TRECHO DO TEXTO:
........
A base alcançada desde a infância e a maturidade servirá para definir um rumo. Na luta diária, apesar das lacunas ainda existentes, dos fios quebrados das infrutíferas batalhas, as vitórias aparecem. O aprendizado constante traz novos elementos para o sucesso profissional. De posse de novas cores, o viçoso pomar mental se capacita para vencer esses desafios. Estudando para uma carreira que lhe agrade, o artista pode tecer a história de uma trama nova na obra de sua vida. Uma parte da obra que converse com o todo e que lhe traga o prazer de uma realizadora profissão.

Surgem os primeiros relacionamentos, frutos da busca por um par que ressoe com tapeçaria que da obra em constante construção. Muitas tentativas se destoam, rompem-se laços que pareciam firmes, mas que não ecoavam no ritmo do ser em evolução. Obras parecidas em estilo, mas com outras inspirações.

Tecendo uma vida a dois

A vida ganha outro sentido quando duas cordas ressonantes especiais entrelaçam-se na bela tapeçaria de amor conjugal. Forma-se um casal que sustentará sua força na ação do verbo amar, que, sedimentado no sítio mental individual, tece padrões comuns. Fortes laços do amor consciente, que não tiram a liberdade do artista individual. Os fios da união não devem se embaraçar, tornando-se adições harmônicas à trama original do artista.
........
ITENS EXTRAÍDOS:
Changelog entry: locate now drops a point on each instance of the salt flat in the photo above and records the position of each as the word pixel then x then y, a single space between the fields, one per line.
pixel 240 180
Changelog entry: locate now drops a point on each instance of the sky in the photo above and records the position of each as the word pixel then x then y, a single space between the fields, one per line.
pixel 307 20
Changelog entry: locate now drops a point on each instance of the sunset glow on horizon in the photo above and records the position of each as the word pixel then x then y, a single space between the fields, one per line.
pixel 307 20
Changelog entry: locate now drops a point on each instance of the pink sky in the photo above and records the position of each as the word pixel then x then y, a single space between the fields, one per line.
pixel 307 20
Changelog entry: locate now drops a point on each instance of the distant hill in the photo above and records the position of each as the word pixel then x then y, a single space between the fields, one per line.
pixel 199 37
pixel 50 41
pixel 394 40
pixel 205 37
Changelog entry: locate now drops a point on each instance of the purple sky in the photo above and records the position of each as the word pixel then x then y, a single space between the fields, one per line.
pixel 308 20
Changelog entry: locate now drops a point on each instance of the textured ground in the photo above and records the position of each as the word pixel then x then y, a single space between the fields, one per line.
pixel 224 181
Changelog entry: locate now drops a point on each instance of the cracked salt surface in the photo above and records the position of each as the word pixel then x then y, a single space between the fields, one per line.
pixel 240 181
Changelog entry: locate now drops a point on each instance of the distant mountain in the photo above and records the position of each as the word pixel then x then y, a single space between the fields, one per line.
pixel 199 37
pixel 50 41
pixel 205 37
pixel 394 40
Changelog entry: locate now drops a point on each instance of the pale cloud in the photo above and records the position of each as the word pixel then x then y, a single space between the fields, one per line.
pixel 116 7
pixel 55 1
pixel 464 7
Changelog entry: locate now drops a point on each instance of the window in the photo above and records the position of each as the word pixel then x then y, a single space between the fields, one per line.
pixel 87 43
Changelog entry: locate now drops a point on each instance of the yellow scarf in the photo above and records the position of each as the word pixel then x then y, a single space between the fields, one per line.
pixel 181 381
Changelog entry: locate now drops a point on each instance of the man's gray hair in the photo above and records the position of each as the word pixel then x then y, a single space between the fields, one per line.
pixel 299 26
........
ENUNCIADO DA TAREFA:
Dê seguimento ao texto sobre a vida tecida como uma tapeçaria, começando logo depois da última frase dele.

RESULTADO DA TAREFA:
Desentendimentos entre o casal — um esquecimento ou uma palavra amarga — são fios quebrados interrompendo a obra conjunta, precisam ser reparados com delicadeza, preservando a pureza original. A nova obra, repleta de elementos de dois artistas, deve manter seu conteúdo inviolável — o que se cria na intimidade do casal não deve ser divulgado, mas preservado da inveja e maldade alheia. Uma tarefa difícil diante do apelo da vida digital, cercada de algoritmos ávidos de exposição.

Guiando uma família, o artista se depara com a complexidade de entrelaçar os fios das responsabilidades em busca de equilíbrio. O pomar mental, agora mais vasto, precisa ser cultivado com sabedoria para que as experiências, sejam elas alegrias ou tristezas, contribuam para o crescimento e a formação de um caráter resiliente. As escolhas se tornam mais definitivas, e o artífice percebe que cada fio entrelaçado na tapeçaria de sua existência é parte de uma obra que impacta não somente a si, mas também o mundo ao seu redor.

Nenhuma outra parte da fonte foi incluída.